▶ Exercise directions:
Decide whether each statement below agrees with the forum thread on finding common data in three files. Answer yes or no for each, and quote the words of the thread that decide it.
1. The method proposed in the thread assumes the files are in sorted order.
2. When the three records read do not match, the method reads more from the file with the highest index number.
3. The person asking is permitted to use rewind.

▶ Passage to read:

----

Thread: how to find coomon data in 3 files without rewind..

  1. #1
    Banned
    Join Date
    Oct 2008
    Posts
    1,535

    how to find coomon data in 3 files without rewind..

    i have 3 files which
    contain data about people
    in each file the lines are indexed by the social security number
    so how find out that there are people which appear in the three files
    i am not allowed to use rewind??

    whats the algorithm for solving it?

  2. #2
    spurious conceit MK27's Avatar
    Join Date
    Jul 2008
    Location
    segmentation fault
    Posts
    8,300
    Quote Originally Posted by transgalactic2 View Post
    i am not allowed to use rewind??
    Phew!! Maybe...are the files too big to just load them all into memory?
    C programming resources:
    GNU C Function and Macro Index -- glibc reference manual
    The C Book -- nice online learner guide
    Current ISO draft standard
    CCAN -- new CPAN like open source library repository
    3 (different) GNU debugger tutorials: #1 -- #2 -- #3
    cpwiki -- our wiki on sourceforge

  3. #3
    Kernel hacker
    Join Date
    Jul 2007
    Location
    Farncombe, Surrey, England
    Posts
    15,677
    If all the files are in sorted order, you can read one record from each file. If they are not the same, then read more from whichever file has the lowest index number. If they are the same, do whatever you have to do when it's a 3-way match. Repeat until any file is empty.

    --
    Mats
    Compilers can produce warnings - make the compiler programmers happy: Use them!
    Please don't PM me for help - and no, I don't do help over instant messengers.

  4. #4
    Banned
    Join Date
    Oct 2008
    Posts
    1,535
    if i will apply you tactics and go check a number of row each time
    the first row in file 1 then first row in file 2 and first row in file three
    and compare the data of each row
    it will not wotk for this case:
    005 appears in all file but by your method it will not show that 005 appeares in more then one file
    ??
    file1:
    000
    001
    002
    003
    005

    file2:
    003
    004
    005

    file3:
    005
    006
    007

  5. #5
    Banned
    Join Date
    Oct 2008
    Posts
    1,535
    first row check comparing 000 003 005
    second row check comparing 001 004 006
    etc..

    so by your method it will show that 005 doesnt appear
    in more then one file

  6. #6
    Kernel hacker
    Join Date
    Jul 2007
    Location
    Farncombe, Surrey, England
    Posts
    15,677
    Then you did not implement what I told you to implement. Show us what you've written.

    If you read from the files you have:
    file 1:
    000
    file 2:
    003
    file 3:
    005
    Next time you read file1, keeping the other values.
    You would continue reading file1 until it gets to 003. It's still no match, so you read another from file1 (or file2 - doesn't really matter): 004. 003 from file2 (or file1) is now the lowest, so we read another from there too. We now have 004 and 004 and 005. Still no match. Read again from file1 and file2: 005 005 and 005 MATCH! Since the next read from file1 or file2 is EOF, we can stop.

----

(Coordinate annotation entries)
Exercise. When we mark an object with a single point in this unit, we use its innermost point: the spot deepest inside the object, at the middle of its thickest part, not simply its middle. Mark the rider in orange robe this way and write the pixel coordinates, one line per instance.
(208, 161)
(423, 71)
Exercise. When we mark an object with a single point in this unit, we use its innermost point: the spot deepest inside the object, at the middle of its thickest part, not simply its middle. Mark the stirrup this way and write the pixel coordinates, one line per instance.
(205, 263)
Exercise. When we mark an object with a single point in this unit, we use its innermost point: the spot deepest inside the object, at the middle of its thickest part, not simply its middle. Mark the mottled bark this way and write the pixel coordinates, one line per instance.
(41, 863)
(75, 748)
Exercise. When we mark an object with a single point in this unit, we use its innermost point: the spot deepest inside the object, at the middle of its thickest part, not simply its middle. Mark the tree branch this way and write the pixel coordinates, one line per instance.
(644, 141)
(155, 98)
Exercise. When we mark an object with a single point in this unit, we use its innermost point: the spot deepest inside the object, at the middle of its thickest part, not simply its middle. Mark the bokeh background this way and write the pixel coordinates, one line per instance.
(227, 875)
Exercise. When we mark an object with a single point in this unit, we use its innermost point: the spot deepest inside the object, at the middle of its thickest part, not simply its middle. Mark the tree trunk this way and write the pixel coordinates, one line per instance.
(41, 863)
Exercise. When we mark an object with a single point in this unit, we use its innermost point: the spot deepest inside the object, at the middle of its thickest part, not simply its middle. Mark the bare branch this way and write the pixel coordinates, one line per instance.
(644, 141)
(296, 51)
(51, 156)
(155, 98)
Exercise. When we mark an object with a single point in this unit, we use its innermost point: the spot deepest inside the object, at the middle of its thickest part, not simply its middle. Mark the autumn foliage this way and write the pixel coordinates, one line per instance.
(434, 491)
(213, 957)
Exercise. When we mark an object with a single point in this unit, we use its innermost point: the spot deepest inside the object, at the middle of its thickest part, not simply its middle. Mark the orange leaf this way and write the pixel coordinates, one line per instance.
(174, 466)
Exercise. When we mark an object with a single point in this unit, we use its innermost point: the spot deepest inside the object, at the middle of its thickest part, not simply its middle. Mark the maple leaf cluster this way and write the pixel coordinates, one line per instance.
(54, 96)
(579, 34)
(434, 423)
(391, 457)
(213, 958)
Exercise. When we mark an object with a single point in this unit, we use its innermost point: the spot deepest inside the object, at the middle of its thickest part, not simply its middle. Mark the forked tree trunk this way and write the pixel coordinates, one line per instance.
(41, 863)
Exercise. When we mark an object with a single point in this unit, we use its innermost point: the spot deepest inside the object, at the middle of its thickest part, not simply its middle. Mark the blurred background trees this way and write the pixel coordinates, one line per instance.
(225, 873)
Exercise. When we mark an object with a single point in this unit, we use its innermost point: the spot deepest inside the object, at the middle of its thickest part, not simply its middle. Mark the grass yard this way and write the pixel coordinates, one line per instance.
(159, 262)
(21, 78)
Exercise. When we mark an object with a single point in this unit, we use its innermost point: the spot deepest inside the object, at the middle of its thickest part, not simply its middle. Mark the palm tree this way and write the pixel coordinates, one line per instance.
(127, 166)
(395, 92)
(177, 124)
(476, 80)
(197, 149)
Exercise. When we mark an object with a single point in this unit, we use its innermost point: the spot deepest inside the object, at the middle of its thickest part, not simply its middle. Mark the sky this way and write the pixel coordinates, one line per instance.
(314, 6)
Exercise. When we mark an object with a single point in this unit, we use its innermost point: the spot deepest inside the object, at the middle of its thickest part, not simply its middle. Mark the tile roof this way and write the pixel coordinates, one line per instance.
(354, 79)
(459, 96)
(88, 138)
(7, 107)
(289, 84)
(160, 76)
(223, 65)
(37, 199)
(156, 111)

----

▶ Task solution:
1. Yes: "If all the files are in sorted order, you can read one record from each file."
2. No: "If they are not the same, then read more from whichever file has the lowest index number."
3. No: "i am not allowed to use rewind??"